- _WHAT TO DO_
In every one of the records below, substitute "unlabeled objects" for "missed detections" and leave all other text unchanged. Give the records again without the pictures.

- _DATA SHOWN_
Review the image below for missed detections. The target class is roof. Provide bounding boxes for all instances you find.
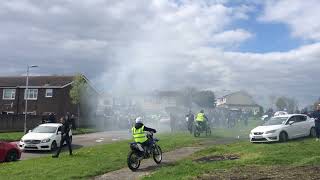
[0,76,74,87]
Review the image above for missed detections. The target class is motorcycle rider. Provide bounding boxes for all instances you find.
[132,117,157,152]
[186,110,194,133]
[196,110,208,130]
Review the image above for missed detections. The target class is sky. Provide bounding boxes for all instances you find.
[0,0,320,107]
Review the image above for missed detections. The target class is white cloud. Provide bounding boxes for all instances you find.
[0,0,320,106]
[260,0,320,40]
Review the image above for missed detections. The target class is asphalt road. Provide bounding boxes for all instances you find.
[21,131,132,160]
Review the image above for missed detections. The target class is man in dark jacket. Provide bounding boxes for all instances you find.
[311,104,320,141]
[132,117,157,153]
[52,117,72,158]
[48,113,56,123]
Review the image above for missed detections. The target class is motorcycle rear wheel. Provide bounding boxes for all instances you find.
[153,145,162,164]
[127,151,141,171]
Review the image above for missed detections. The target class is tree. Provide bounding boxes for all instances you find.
[276,97,288,111]
[69,74,87,126]
[193,91,215,108]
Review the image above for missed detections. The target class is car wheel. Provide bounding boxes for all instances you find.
[6,150,18,162]
[309,127,317,137]
[51,141,57,151]
[279,132,288,142]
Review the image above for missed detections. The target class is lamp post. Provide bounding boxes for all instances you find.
[24,65,38,134]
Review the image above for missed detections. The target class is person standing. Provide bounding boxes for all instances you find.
[48,113,56,123]
[186,110,194,133]
[70,114,77,130]
[196,110,208,130]
[52,117,72,158]
[311,104,320,141]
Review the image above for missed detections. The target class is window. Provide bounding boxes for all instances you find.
[46,89,53,97]
[24,89,38,100]
[3,89,16,100]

- _OUTPUT OF THE EXERCISE_
Review the image below for unlabeled objects. The target class is roof. Provide bounding boxes for all instances you find.
[0,76,74,87]
Review the image above for unlabeled objects. The target class is motorcycle rider. Provide bounding boxes for all instances you find.
[132,117,157,152]
[186,110,194,133]
[196,110,208,130]
Review the image above for unlabeled objects. The target class is sky. Provide bounding boxes for all instances you find.
[0,0,320,107]
Review the image above for unlabeled objects. The target class is white cloud. Provide bounding boxes for all instances you find.
[0,0,320,106]
[260,0,320,40]
Review the image above for unlabeled objects. The target class is asphalt road. Provide bounding boxes for all instances you find.
[21,131,132,160]
Review the image above for unlabeled objects. The target class is man in dark jacket. Provide bounding boxes for all instances you find.
[311,104,320,141]
[132,117,157,153]
[52,117,72,158]
[48,113,56,123]
Review the image above for unlabeled objects. The target class is motorcycle rear wheel. Provide bounding boxes for all instances you find.
[153,145,162,164]
[127,151,141,171]
Review the image above for unlabeled objects. The target class is tree. Provide bounding boxes for all instances you find.
[276,97,288,111]
[69,74,87,126]
[193,91,215,108]
Review the image above for unlabeled objects. The target class is car wheel. Provide bounding boxes for all instances you find.
[6,150,18,162]
[309,127,317,137]
[51,141,57,151]
[279,132,288,142]
Review the image above for unlabeled objects. The target class is lamp post. Provide bounding boxes for all instances you find.
[24,65,38,134]
Review the image above for unlabeled objects. The target class is person standing. Provide bounding boxes for all instances you find.
[48,113,56,123]
[186,110,194,133]
[70,114,77,130]
[196,110,208,130]
[52,117,72,158]
[311,104,320,141]
Review the image above for unlabeled objects. The target class is window. Provide bounding boxes for all instances you find.
[46,89,53,97]
[24,89,38,100]
[3,89,16,100]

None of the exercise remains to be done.